WHAT TO WORK ON :: Reproduce word for word the portion of the account of Robin Olds's path through West Point and fighter training that runs from "In the middle" up to and including "completed the training.".

Instead of entering college after graduating in 1939, he enrolled at Millard Preparatory School in Washington DC. With the outbreak of the war in Europe that same year, Olds tried to join the Royal Canadian Air Force in an attempt to go and fight the enemy, but his father refused to sign his enlistment papers and insisted that he attend West Point instead.

Robin completed Millard Prep and applied for admission at West Point. After receiving a conditional commitment for nomination from a Pennsylvania congressman, Old moved to Uniontown, Pennsylvania, where he lived in the YMCA and supported himself by working odd jobs. He also took and passed the entrance exam and was accepted into the Class of 1944 on June 1st , 1940. He entered the academy a month later.

In the middle of his third class year, the academy began an accelerated program for those entering in 1940 that ultimately shortened the course of study to three years. Also, for those applying to the Air Corps, primary flight training was provided at nearby Stewart Field, of which 206 cadets completed the training.

Robin graduated on June 1st , 1943 and received his pilot's wings from General Henry H. Arnold that very same day and became a 20-year old Second Lieutenant.

After earning his wings, he completed fighter pilot training with the 329th FG, at Grand Central Air Terminal in Glendale, California. In early 1944 he was part of a group assigned to form the newly activated 434th FS, which would become part of the 479th FG, based at Lomita, California at that time. He would log 650 hours of flight time during training, including 250 hours in the P-38 Lightning.

The Group departed LA for Camp Kilmer on April 15th , 1944, and shipped aboard the USS Argentina for Europe on May 3rd . They arrived in Scotland on May 14th and travelled by train to RAF Wattisham, where they arrived the very next day. The 479th FG was the only Group in the 8th AF still equipped with the P-38 at that time.

[Dataset rows]
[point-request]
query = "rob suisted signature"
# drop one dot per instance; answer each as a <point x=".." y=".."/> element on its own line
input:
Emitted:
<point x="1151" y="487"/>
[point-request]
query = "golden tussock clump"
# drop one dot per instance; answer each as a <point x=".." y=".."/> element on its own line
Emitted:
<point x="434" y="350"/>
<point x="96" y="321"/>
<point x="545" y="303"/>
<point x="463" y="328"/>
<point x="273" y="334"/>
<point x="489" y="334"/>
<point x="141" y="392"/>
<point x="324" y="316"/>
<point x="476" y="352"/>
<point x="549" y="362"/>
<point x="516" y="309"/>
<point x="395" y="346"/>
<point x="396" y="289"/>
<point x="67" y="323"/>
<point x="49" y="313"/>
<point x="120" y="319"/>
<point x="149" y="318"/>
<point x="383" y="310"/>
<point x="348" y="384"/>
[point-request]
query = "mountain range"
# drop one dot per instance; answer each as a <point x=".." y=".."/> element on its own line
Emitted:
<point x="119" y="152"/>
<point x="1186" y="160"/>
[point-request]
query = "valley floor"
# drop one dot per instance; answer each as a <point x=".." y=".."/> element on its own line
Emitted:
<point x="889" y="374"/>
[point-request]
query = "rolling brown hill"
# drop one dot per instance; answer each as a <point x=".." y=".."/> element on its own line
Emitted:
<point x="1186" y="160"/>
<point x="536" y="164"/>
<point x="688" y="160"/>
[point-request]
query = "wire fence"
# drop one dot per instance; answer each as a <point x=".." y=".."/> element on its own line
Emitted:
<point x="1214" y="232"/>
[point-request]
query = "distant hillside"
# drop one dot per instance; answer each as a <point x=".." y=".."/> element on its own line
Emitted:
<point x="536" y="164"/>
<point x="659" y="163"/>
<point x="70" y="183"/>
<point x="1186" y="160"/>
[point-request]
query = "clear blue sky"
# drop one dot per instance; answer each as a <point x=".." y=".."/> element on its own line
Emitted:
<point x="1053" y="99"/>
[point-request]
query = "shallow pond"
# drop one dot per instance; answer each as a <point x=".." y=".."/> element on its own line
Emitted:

WORKED SOLUTION ::
In the middle of his third class year, the academy began an accelerated program for those entering in 1940 that ultimately shortened the course of study to three years. Also, for those applying to the Air Corps, primary flight training was provided at nearby Stewart Field, of which 206 cadets completed the training.